### [TEXT SECTION]
* * * *
Integration Testing Techniques
Plus discussing WebSockets, SSE and the eventual rise of the 0.1x Engineer
Testing applications, especially distributed/event-driven ones, is challenging given the many services involved and the asynchronous nature of the communication.
Using the traditional pyramid approach, we know that we have unit tests for our individual components, relying on mocks for those that also have external dependencies.
At the other end of the spectrum are the E2E tests, which look at the process as a whole, trying to confirm if the expected outcome took place. Testing this requires having all services and the connecting messaging system all set up in tandem.
No wonder those are the slowest and most expensive tests you have. On top of that, when they fail, it is not immediate to find out where the problem took place. So, how to increase your confidence in your system and address this “limitation” on E2E?
As this article reminds us, integration tests can help. But what would that look like?
Using the example from the article, one approach is to look at the parties involved in a given use case and split the integration tests at the edges of the messaging solution.
In the example, we would have two integration tests:
Between the Order Service and the EventBridge
It would confirm that once the create order request is processed, an event is sent via EventBridge.
To test, you create a rule to set up a wiretap in EventBridge, directing a copy of all messages of Order Created to a test Queue and provide a consumer for that queue.
Between EventBridge and Payment Service
It would confirm that once an event (Order Created) is available, the PDF would be generated
To test, you inject an Order Created to Event Bridge and assert the PDF was created.
If either one fails, it is easier to spot where it took place and target the investigation on the reasons why.
One of the benefits of serverless solutions combined with infrastructure as code is that the costs can be drastically reduced as you pay per volume, and the testing infrastructure creation can be automated and is ephemeral.
You configure your CI/CD pipeline to create a new EventBridge, SQS, and tear down at the end of the execution.
If you want to know more about other messaging solutions, check my series on SQS, SNS, EventBridge, and Kinesis here.
Using WebSockets for two-way communication
The way we interact with our online applications and websites has followed, for the most part, a simple mechanism for more than 30 years. For each interaction you do that requires some external dependency, you send a request and wait for a response.
Over the years, we introduced some variations to this to improve the user experience. Gmail made Ajax, which used XMLRequestObject, popular by providing ways to avoid the blank page associated with a full page reload. Single-page applications (SPA) came next as a way to improve the perceived usability by loading and executing more complex logic at the client side.
Despite all of that, the “norm” is still send a request for the needed information / external interaction and wait for the response.
But what happens if the execution of this request demands some heavy computation? Network connections time out after a while. Idle connections also consume resources that could be used for other requests.
The traditional approach to overcoming this limitation is to introduce a polling mechanism. Essentially, the request you sent is replied to immediately, just to indicate the request has been received and likely provide some way for you to inquire about its state later - some sort of ID.
Then you establish a loop on the client side that continuously sends a request to check the status of the request.
This addresses the problem but has a clear shortcoming: it will waste resources. Since you do not know when it will be ready, you will keep sending requests just to get an answer that the request is still in progress. This can be prohibitively expensive in a serverless case, where you will be billed for those requests. You can check this article for more details.
* * * *
Records excerpted from a collection
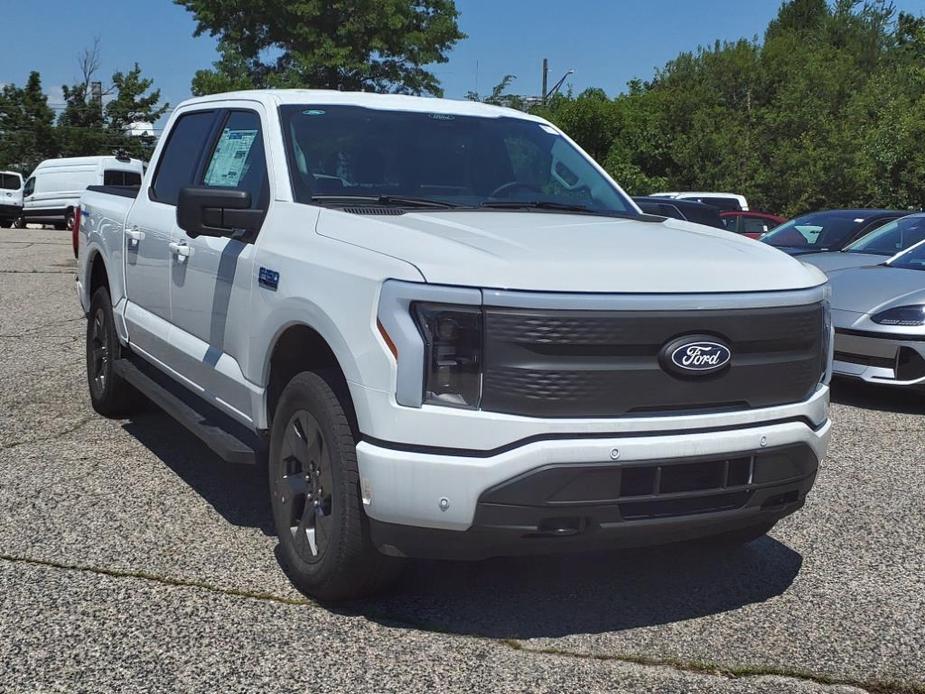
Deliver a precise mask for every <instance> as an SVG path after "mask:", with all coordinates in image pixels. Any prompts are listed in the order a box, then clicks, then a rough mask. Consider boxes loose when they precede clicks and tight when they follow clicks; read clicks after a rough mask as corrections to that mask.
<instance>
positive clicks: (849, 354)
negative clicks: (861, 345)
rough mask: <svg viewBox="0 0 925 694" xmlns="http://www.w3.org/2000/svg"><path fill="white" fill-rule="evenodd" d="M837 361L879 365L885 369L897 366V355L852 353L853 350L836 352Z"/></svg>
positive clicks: (870, 364) (878, 365) (866, 364)
mask: <svg viewBox="0 0 925 694" xmlns="http://www.w3.org/2000/svg"><path fill="white" fill-rule="evenodd" d="M835 361H843V362H847V363H849V364H860V365H861V366H879V367H880V368H883V369H892V368H893V367H895V366H896V357H872V356H870V355H868V354H852V353H851V352H835Z"/></svg>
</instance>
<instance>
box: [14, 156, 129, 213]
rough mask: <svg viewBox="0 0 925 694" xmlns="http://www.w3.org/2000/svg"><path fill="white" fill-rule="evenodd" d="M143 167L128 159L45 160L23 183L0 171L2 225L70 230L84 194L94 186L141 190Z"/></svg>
mask: <svg viewBox="0 0 925 694" xmlns="http://www.w3.org/2000/svg"><path fill="white" fill-rule="evenodd" d="M143 173H144V165H143V163H142V162H141V161H140V160H138V159H131V158H129V157H127V156H113V157H104V156H97V157H69V158H62V159H46V160H45V161H43V162H42V163H41V164H39V165H38V166H37V167H36V168H35V170H34V171H33V172H32V174H31V175H30V176H29V178H27V179H26V180H25V181H23V179H22V176H20V175H19V174H18V173H16V172H13V171H0V225H3V226H15V227H20V228H22V227H25V226H26V224H48V225H52V226H54V227H55V228H56V229H70V228H72V226H73V224H74V215H75V210H77V208H78V206H79V204H80V196H81V194H82V193H83V192H84V191H85V190H86V189H87V188H88V187H89V186H92V185H105V186H130V187H131V186H134V187H137V186H140V185H141V177H142V175H143Z"/></svg>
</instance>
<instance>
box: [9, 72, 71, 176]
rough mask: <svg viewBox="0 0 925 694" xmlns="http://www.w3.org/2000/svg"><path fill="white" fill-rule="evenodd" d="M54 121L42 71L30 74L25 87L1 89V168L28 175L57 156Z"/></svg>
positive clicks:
* * * *
### [REQUIRED ACTIONS]
a) Name every messaging solution listed in the integration testing text's sentence about the author's series.
b) Write out the stretch of the integration testing text from "Integration Testing Techniques" through "up in tandem.", swapping "E2E" for "end-to-end".
c) In the integration testing text, what did Gmail make popular?

### [RESULTS BY TASK]
a) SQS, SNS, EventBridge, Kinesis

b)
Integration Testing Techniques
Plus discussing WebSockets, SSE and the eventual rise of the 0.1x Engineer
Testing applications, especially distributed/event-driven ones, is challenging given the many services involved and the asynchronous nature of the communication.
Using the traditional pyramid approach, we know that we have unit tests for our individual components, relying on mocks for those that also have external dependencies.
At the other end of the spectrum are the end-to-end tests, which look at the process as a whole, trying to confirm if the expected outcome took place. Testing this requires having all services and the connecting messaging system all set up in tandem.

c) Ajax, which used XMLRequestObject.